(WHAT YOU NEED TO DO) Present as a numbered list the part of the entries below that opens with the line containing "wrist in the photo above." and closes with the last line of the entries, including both of those lines and leaving out any blank lines.

(RECORD EXTRACTS)
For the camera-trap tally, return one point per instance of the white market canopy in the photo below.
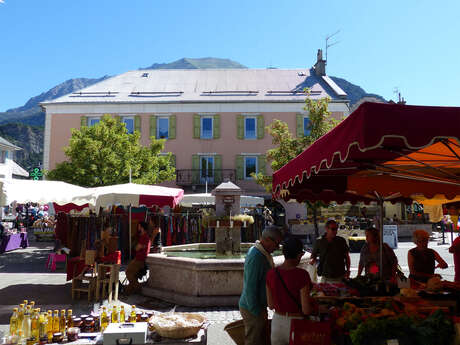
(207, 199)
(43, 192)
(137, 195)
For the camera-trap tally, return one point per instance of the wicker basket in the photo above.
(178, 332)
(235, 330)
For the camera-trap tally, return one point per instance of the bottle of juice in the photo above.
(26, 322)
(43, 325)
(132, 316)
(69, 319)
(34, 325)
(56, 321)
(114, 314)
(122, 313)
(62, 322)
(14, 322)
(49, 325)
(104, 319)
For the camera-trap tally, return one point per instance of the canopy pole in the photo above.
(129, 220)
(380, 226)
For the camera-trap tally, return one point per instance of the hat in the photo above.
(292, 247)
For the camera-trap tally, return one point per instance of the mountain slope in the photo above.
(23, 126)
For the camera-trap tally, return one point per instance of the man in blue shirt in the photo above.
(253, 300)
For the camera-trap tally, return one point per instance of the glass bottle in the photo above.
(14, 322)
(56, 321)
(114, 314)
(122, 313)
(62, 322)
(34, 325)
(69, 319)
(20, 316)
(26, 323)
(43, 325)
(104, 319)
(132, 316)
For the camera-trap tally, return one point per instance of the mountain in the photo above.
(188, 63)
(24, 126)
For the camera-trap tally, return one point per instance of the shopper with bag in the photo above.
(253, 300)
(288, 292)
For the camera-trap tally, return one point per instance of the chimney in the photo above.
(320, 65)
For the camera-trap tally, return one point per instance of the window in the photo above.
(250, 166)
(162, 128)
(206, 127)
(129, 123)
(306, 126)
(250, 128)
(93, 120)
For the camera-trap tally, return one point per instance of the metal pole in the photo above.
(129, 220)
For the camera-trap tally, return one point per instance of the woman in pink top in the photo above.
(288, 292)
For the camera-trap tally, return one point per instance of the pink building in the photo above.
(213, 119)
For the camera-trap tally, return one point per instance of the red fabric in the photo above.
(141, 254)
(112, 258)
(68, 207)
(362, 155)
(295, 279)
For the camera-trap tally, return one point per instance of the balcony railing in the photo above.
(190, 177)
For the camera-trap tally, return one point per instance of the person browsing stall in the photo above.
(422, 260)
(138, 263)
(253, 300)
(288, 292)
(369, 258)
(334, 255)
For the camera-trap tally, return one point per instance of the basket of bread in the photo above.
(176, 325)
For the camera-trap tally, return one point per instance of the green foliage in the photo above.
(103, 155)
(287, 146)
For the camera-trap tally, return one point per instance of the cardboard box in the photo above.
(125, 333)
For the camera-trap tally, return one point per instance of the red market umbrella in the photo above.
(380, 152)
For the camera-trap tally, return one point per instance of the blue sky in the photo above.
(411, 45)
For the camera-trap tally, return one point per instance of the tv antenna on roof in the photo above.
(331, 44)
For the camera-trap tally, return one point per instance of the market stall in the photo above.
(383, 152)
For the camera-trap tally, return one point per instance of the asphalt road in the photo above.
(23, 275)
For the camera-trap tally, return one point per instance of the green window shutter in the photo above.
(239, 167)
(195, 169)
(216, 126)
(196, 126)
(218, 169)
(172, 127)
(260, 127)
(240, 126)
(153, 126)
(299, 128)
(137, 123)
(261, 163)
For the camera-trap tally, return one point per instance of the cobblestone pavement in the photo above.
(23, 275)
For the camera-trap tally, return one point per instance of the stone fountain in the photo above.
(202, 281)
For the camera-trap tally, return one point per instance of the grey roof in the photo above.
(6, 143)
(207, 85)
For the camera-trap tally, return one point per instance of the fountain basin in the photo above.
(198, 282)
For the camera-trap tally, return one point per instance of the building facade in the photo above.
(213, 120)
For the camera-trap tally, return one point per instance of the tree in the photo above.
(105, 153)
(288, 147)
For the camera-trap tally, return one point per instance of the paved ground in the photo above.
(23, 275)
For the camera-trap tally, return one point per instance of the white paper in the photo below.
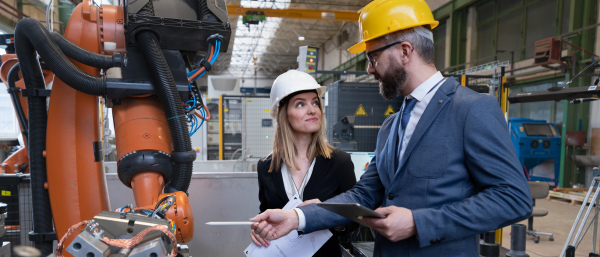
(292, 244)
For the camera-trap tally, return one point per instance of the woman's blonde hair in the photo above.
(284, 149)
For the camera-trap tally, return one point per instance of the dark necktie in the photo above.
(409, 104)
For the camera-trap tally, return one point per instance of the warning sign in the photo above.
(360, 111)
(389, 111)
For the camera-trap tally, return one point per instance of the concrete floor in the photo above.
(561, 215)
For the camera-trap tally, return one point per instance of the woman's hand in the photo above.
(311, 201)
(259, 240)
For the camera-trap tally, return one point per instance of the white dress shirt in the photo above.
(423, 93)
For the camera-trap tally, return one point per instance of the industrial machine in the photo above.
(141, 58)
(355, 112)
(537, 142)
(343, 134)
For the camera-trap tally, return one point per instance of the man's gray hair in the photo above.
(423, 45)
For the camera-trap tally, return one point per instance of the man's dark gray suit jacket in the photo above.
(459, 175)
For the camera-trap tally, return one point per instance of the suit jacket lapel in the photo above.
(437, 103)
(278, 178)
(322, 166)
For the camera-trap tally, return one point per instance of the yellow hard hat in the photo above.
(382, 17)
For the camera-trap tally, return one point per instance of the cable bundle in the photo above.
(197, 112)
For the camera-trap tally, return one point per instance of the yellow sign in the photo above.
(389, 111)
(360, 111)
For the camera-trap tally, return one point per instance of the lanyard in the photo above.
(295, 191)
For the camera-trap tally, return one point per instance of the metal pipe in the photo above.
(518, 234)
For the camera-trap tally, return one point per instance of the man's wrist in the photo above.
(301, 219)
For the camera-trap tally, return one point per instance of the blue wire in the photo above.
(195, 125)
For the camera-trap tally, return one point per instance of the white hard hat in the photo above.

(TASK OUTPUT)
1. For the camera-trap tally, return one point per instance of the man's wrist in the photo above.
2. (301, 219)
3. For the camera-trap tally, return one point per instance of the blue wire in the photo above.
4. (195, 125)
5. For the camera-trap tally, return one point per instance of the white hard hat in the photo above.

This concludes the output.